MATERIAL SUPPLIED:
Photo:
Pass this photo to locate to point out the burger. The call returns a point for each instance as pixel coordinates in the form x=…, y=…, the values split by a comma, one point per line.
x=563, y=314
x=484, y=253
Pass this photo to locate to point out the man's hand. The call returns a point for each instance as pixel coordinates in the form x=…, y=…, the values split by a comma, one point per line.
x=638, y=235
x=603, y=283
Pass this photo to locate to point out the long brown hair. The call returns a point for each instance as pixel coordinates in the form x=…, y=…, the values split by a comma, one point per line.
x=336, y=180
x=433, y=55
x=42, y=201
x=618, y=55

EXERCISE DIRECTIONS: Extract every record. Keep wording exact.

WRITTEN SOLUTION:
Photo:
Pass this photo to locate to point out the burger. The call returns a point for each instance as pixel coordinates in the form x=…, y=…, the values split by a comma, one point per line.
x=563, y=314
x=484, y=253
Pass this photo to locate to point out the man's hand. The call returns a point for each instance as pixel coordinates in the form x=…, y=…, the values split by a comma, one point per line.
x=638, y=235
x=603, y=283
Pass this photo to locate to point out the long brown hair. The call returns a point for each instance as pixel coordinates in the form x=…, y=…, the values split by a comma, one point per line.
x=336, y=180
x=433, y=55
x=42, y=201
x=618, y=55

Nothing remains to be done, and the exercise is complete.